= THE PROBLEM =
Please return every record exactly as it appears.

= LISTED ENTRIES =
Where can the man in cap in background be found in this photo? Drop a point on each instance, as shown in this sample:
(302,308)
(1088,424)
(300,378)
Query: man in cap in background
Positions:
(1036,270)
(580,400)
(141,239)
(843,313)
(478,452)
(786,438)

= SOLUTION TO THIS TASK =
Where can the man in cap in background be found in this photo? Drop a point on each instance, as shown in this sample:
(302,308)
(1088,424)
(300,378)
Query: man in cap in background
Positions:
(1036,270)
(580,400)
(141,239)
(843,313)
(478,452)
(786,438)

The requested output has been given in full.